Exercise brief: Can you retype every record below exactly as written?

(Saved entries)
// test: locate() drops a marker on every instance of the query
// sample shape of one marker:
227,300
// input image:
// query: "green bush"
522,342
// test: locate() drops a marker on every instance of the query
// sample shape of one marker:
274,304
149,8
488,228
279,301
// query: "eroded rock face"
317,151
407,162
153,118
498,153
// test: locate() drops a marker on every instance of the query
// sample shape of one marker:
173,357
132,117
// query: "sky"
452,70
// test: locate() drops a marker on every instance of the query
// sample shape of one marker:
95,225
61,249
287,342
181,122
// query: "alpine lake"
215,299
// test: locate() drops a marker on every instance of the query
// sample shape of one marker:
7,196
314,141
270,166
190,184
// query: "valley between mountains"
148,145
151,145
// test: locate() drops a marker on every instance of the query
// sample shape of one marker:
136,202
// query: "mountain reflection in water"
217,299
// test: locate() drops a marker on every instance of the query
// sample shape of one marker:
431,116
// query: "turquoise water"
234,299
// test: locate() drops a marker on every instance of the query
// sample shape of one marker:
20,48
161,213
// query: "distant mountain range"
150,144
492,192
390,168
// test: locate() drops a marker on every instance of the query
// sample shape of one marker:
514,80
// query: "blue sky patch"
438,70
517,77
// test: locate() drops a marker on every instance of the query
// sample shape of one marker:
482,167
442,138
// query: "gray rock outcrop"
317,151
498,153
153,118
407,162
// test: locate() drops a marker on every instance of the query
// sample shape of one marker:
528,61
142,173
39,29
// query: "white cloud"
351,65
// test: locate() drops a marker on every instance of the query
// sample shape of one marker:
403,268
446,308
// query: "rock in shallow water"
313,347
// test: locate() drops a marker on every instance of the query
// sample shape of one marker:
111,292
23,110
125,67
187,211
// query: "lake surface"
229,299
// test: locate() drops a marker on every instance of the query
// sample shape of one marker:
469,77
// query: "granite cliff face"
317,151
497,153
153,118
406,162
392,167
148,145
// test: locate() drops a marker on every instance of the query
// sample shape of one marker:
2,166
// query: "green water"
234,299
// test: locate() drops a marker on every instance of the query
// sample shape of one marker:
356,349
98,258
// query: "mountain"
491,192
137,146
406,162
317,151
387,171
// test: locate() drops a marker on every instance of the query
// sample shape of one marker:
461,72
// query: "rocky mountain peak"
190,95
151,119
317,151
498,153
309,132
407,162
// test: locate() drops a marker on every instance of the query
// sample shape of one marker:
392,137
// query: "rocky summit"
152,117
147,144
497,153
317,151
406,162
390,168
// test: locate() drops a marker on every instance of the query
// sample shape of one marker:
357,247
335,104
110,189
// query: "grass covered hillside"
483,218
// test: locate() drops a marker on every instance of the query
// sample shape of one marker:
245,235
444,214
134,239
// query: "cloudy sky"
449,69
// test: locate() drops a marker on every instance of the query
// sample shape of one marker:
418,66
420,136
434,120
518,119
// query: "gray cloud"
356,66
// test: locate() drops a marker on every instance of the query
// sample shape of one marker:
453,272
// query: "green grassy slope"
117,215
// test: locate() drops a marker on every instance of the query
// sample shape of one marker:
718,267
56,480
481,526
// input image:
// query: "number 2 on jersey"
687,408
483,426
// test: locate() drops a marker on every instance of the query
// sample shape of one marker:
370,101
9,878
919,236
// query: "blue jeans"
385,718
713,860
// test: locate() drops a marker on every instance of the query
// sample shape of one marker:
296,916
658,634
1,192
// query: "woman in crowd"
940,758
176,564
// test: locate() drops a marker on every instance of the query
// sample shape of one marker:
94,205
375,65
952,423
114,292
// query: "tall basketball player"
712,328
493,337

Exercise response:
// test: locate() drops a marker on every instance of the query
// sample shape of one marker:
227,300
// input image:
// query: "green bush"
522,342
// test: locate() drops a marker on every instance of the query
// sample shape of one marker:
274,304
149,8
488,228
279,301
// query: "eroded rock face"
317,151
407,162
153,118
498,153
// test: locate() drops a marker on every instance of the query
// sample shape of one marker:
173,357
132,117
// query: "sky"
452,70
// test: locate() drops a marker on every instance of the query
// sample shape of one marker:
95,225
61,249
287,342
181,122
// query: "alpine lake"
215,299
// test: locate() drops a marker on every instance of the query
// sample shape of one marker:
7,196
314,141
270,166
190,184
// query: "valley between mountains"
148,145
151,145
// test: locate() drops a marker on every instance of the query
// sample shape of one marker:
136,202
// query: "mountain reflection in water"
217,299
// test: locate() drops a marker on every instance of the query
// sample shape of one marker:
431,116
// query: "turquoise water"
234,299
// test: locate() drops a marker on every instance of the query
// sample shape of one marker:
20,48
161,213
// query: "distant mountain range"
150,144
492,192
390,168
// test: locate() drops a marker on every instance of the query
// sample shape of one marker:
514,80
// query: "blue sky patch"
438,70
517,77
// test: locate() drops a marker on every instance of the query
// sample shape of one marker:
482,167
442,138
// query: "gray rock outcrop"
317,151
498,153
153,118
407,162
// test: locate() drops a marker on every instance of the query
// sample shape of one marker:
528,61
142,173
39,29
// query: "white cloud"
351,65
// test: locate() drops a marker on every instance of the query
// sample shape of one marker:
403,268
446,308
// query: "rock in shallow water"
313,347
// test: locate() drops a marker on every instance of the query
// sample shape of one marker:
111,292
23,110
125,67
187,211
// query: "lake surface"
229,299
// test: locate() drops a marker on every instance of the query
// sample shape of one marker:
469,77
// query: "granite cliff face"
317,151
497,153
153,118
406,162
392,167
148,145
// test: locate() drops a marker on every instance of the query
// sample shape of one marker:
2,166
// query: "green water"
234,299
// test: locate() drops a marker on every instance of the query
// sample shape of one marker:
356,349
98,258
// query: "mountain"
491,192
137,146
406,162
317,151
387,171
// test: locate() drops a marker on every instance of the query
// sample shape of one marker:
461,72
// query: "rocky mountain peak"
190,95
151,119
317,151
498,153
309,132
407,162
// test: locate() drops a marker on every instance of the query
// sample shape of one marker:
392,137
// query: "rocky summit"
152,117
147,144
497,153
317,151
406,162
390,168
// test: locate() drops a marker on every instance of the query
// sample shape of one marker:
357,247
335,104
110,189
// query: "grass covered hillside"
483,218
// test: locate() drops a marker on every instance of the query
// sample shape of one marker:
245,235
444,214
134,239
// query: "cloudy sky"
449,69
// test: locate() drops a marker on every instance of the query
// sample shape of one marker:
418,66
420,136
434,120
518,119
// query: "gray cloud"
356,66
// test: locate() drops a marker on every instance of the query
// sample shape of one marker:
453,272
// query: "green grassy slope"
117,215
// test: locate() drops a marker on every instance of the query
// sample shape of one marker:
718,267
56,480
481,526
// input image:
// query: "number 2 on jersey"
687,408
483,426
// test: locate() drops a marker on every instance of the query
// sample shape of one marker:
370,101
9,878
919,236
// query: "blue jeans"
385,718
713,860
// test: locate() drops a marker on every instance of the query
// sample shape of one marker:
296,916
658,634
1,192
// query: "woman in crowd"
940,758
176,564
// test: locate() drops a marker on every instance of the query
// sample shape of one marker:
94,205
375,65
952,423
114,292
// query: "tall basketball player"
712,328
493,337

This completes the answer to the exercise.